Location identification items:

○ ○ ○ ○ ○ ○ ○

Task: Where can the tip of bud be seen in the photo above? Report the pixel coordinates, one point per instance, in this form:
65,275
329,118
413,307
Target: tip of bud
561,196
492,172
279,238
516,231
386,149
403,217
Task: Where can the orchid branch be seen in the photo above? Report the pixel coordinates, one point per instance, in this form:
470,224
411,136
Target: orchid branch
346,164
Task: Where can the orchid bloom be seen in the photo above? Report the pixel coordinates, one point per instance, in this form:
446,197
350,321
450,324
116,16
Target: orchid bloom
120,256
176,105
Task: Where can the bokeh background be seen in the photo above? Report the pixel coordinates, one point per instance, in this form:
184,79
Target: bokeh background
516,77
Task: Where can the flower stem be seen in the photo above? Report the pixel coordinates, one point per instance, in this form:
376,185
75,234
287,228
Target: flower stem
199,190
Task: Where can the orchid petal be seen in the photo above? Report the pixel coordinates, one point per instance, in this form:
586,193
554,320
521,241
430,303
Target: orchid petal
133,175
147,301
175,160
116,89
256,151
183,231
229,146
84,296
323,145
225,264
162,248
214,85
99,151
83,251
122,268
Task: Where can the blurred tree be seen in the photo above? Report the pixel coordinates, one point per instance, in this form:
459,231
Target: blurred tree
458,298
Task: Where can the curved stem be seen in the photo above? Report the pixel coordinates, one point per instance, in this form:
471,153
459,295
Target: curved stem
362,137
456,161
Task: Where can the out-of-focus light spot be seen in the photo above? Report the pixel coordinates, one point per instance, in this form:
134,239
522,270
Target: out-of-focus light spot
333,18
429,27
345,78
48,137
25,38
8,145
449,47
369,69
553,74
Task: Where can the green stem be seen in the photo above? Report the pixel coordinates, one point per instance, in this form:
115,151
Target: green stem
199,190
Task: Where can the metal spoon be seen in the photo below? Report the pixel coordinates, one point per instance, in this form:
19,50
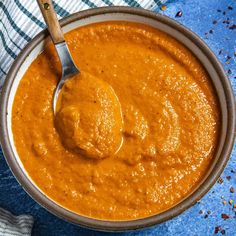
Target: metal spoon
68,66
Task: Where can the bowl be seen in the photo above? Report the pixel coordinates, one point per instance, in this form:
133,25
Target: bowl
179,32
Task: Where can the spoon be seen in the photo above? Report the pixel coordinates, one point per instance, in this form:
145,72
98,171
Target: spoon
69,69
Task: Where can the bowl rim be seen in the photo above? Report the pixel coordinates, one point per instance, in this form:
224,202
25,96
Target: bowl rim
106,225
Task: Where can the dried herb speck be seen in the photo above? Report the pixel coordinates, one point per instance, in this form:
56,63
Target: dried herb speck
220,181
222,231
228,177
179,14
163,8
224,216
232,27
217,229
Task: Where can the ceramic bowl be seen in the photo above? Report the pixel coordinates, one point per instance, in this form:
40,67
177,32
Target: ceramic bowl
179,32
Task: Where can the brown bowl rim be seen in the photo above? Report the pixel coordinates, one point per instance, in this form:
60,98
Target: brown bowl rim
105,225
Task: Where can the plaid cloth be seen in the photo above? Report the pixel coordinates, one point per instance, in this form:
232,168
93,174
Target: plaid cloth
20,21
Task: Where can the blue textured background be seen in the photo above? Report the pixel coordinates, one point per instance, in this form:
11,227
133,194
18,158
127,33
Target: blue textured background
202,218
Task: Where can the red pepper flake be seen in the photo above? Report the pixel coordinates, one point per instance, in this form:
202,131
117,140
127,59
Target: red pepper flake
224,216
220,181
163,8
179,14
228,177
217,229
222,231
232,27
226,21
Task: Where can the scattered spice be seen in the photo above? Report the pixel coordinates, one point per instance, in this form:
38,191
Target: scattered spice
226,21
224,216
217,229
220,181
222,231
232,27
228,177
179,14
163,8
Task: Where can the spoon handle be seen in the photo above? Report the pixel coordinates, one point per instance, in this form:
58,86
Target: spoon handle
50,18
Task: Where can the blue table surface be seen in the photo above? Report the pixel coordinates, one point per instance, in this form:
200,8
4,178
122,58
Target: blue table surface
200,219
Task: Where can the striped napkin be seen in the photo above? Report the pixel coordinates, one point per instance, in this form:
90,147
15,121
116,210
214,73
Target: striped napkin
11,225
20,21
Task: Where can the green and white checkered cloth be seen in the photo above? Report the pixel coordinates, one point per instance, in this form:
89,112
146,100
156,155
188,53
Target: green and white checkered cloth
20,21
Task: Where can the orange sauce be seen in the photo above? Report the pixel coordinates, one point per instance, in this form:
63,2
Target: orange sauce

○ ○ ○ ○ ○ ○ ○

WHAT YOU WILL DO: Write the lines out verbatim, from the one with "Task: Where can the red" through the last line of the entries, and stop there.

EXERCISE RESULT:
Task: Where can the red pepper flake be seen in the photo above? Report the pixel coordinates, one point per instance, in this form:
202,131
117,140
127,59
Target: red pepper flake
224,216
220,181
163,8
179,14
228,177
217,229
222,231
232,27
226,21
Task: Where can the scattered spice be seen in the photo above? Report the pixel coordinates, one point per instance, in this form:
38,191
Target: scattered spice
226,21
224,216
217,229
220,181
222,231
232,27
228,177
179,14
163,8
Task: Where can the spoon handle be seen in the photo above? Report the pixel coordinates, one point per instance, in this form:
58,86
Target: spoon handle
50,18
Task: Where can the blue table surface be seen in the photo above? Report the pixel coordinates, one point per instance, in this form:
200,8
4,178
122,58
Target: blue table surface
200,219
Task: Where can the striped napkin be seen in the photo above? Report the pixel coordinates, one point per instance, in this form:
90,147
15,121
116,210
214,73
Target: striped napkin
11,225
20,21
Task: Where can the green and white checkered cloth be seen in the photo above? Report the pixel coordinates, one point per instance, in this form:
89,112
146,100
156,155
188,53
Target: green and white checkered cloth
20,21
Task: Where can the orange sauce be seen in the photo above? Report the pixel coordinates, one point per instance, in this form:
63,2
Target: orange sauce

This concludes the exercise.